▶ TEXT SEGMENT
——

Still, I'd rather know how to cause injury and choose not to than not know how and need to.

Regards,

-Drew

Ron Tisdale
05-30-2003, 08:27 AM
right before pinning him with my body weight.
OUCH!

:)

RT

TomanGaidin
05-30-2003, 08:56 AM
We intersperse a few techniques with atemi in our dojo - either entering with one to place uke further off balance or mid-technique to partially 'distract' uke, not to mention taking them even further off balance. There are also some with 'finishing moves', i.e shihonage, with a final strike to the face.

We don't actually make contact during training, of course, but intent behind the atemi still needs to exist - else uke simply won't bat an eyelid.

jxa127
05-30-2003, 08:57 AM
Ron,

You can be darned sure he didn't move -- at all-- until he was calmed down. ;)

How much, and it what way, do you guys use atemi at your dojo?

Regards,

-Drew

Don_Modesto
05-30-2003, 12:05 PM
How much, and it what way, do you guys use atemi at your dojo?
Upon entering, turning, swinging UKE around, when UKE regains balance, when I need to be where he/she still is, and sometimes to loosen up a curled arm when UKE tightens up during the pin.

My ATEMI tend not toward the graceful little "push away the gnats" style. More and more I find myself doing one of those crude knee thrusts into the groin or over-the-top elbow smashes to get UKE into a sprawl or slowed down. I'm just too suspicious of the real effect of even punching someone determined to hurt me. I think ATEMI is an area of great potential complacency in aikido and I know that I myself would be willing to take a good punch on the cheek or forehead in order to maintain or get a good position.

Ron Tisdale
05-30-2003, 12:20 PM
Hi Drew,

I'd say there is a wide range of atemi. If you look at the yoshinkan training manual by Inoue Sensei, or any of Shioda Kancho's books, you'll see a good sampling. Yoshinkan's 150 basic techniques contain a good sample. Atemi that fit the metsubishi (sp) idea (smash the eyes), atemi to the short ribs, atemi to the point between the nose and upper lip, atemi with special hand configurations for certain targets...the whole ball of wax. Sometimes (not in standard technique) you'll see elbows and knees (great for kaitenage), fumikomi, and things like that. I tend to use a fair amount of focus and seriousness...most people will react, even though they know I won't intentionally klonk them. There are those though that have to be taught to pay attention (like myself, in fact, as I mentioned in another post).

——

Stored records
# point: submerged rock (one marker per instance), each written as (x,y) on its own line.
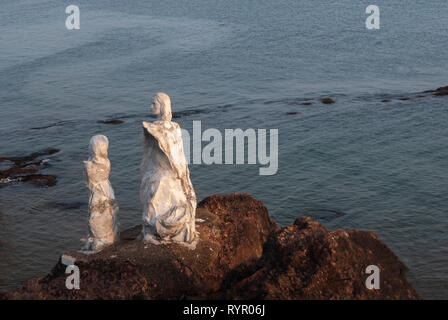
(23,170)
(242,254)
(442,91)
(327,101)
(114,121)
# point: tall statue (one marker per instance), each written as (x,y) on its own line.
(166,193)
(103,209)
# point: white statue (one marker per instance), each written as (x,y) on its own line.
(167,195)
(103,209)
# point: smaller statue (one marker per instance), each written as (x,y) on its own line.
(103,209)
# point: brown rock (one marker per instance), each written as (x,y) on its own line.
(241,254)
(306,261)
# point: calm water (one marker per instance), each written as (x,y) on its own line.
(245,64)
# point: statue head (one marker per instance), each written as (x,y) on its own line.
(162,106)
(98,147)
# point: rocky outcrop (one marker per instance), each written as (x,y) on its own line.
(242,254)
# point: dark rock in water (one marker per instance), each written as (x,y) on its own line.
(442,91)
(26,171)
(326,214)
(16,171)
(327,101)
(116,121)
(40,180)
(19,161)
(185,113)
(242,254)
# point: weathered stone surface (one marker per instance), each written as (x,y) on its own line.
(241,254)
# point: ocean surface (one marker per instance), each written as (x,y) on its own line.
(239,64)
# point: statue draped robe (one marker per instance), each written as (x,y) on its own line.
(167,195)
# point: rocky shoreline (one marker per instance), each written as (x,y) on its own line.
(242,254)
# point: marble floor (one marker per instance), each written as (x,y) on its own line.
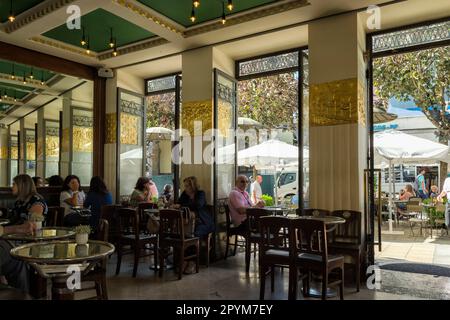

——

▶ DIRECTIONS
Write out the passage of the atemi forum thread between "My ATEMI tend" and "a good position.", inclusive.

▶ TASK SOLUTION
My ATEMI tend not toward the graceful little "push away the gnats" style. More and more I find myself doing one of those crude knee thrusts into the groin or over-the-top elbow smashes to get UKE into a sprawl or slowed down. I'm just too suspicious of the real effect of even punching someone determined to hurt me. I think ATEMI is an area of great potential complacency in aikido and I know that I myself would be willing to take a good punch on the cheek or forehead in order to maintain or get a good position.